* **WHAT YOU NEED TO DO**: Count the lines below that contain the word "target", and give only that number.
DATA EXTRACTS Block Start
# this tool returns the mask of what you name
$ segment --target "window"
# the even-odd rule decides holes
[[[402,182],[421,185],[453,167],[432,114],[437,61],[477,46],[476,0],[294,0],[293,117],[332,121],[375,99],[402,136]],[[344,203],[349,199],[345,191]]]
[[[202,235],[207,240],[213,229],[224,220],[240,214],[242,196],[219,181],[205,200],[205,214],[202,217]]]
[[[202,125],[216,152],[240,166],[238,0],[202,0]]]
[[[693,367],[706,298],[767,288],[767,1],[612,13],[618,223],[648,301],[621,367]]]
DATA EXTRACTS Block End
DATA EXTRACTS Block Start
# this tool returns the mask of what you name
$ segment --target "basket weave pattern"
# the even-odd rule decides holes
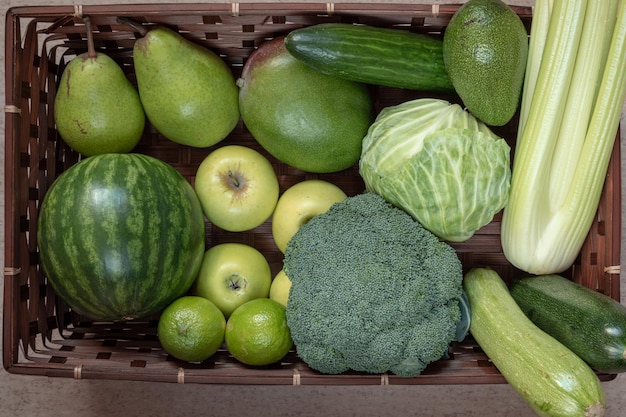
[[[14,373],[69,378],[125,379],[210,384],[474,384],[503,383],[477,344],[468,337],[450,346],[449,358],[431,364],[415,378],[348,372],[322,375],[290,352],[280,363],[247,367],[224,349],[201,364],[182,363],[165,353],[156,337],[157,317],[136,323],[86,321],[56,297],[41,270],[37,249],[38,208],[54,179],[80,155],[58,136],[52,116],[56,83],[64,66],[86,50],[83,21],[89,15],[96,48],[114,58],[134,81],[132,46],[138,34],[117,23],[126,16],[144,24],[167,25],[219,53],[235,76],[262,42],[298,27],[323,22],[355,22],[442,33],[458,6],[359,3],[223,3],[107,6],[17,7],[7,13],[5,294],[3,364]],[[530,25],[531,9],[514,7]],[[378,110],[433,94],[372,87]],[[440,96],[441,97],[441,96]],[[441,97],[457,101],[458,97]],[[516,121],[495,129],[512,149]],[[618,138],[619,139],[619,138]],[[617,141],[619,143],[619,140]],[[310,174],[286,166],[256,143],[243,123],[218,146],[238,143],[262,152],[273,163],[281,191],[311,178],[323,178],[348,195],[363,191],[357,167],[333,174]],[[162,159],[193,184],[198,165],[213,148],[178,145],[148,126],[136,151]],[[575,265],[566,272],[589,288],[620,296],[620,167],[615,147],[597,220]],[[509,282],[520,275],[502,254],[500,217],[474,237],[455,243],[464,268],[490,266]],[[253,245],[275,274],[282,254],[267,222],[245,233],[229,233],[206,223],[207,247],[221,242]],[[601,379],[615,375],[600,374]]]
DATA EXTRACTS Block End
* **SOLUTION FOR THIS TASK**: 2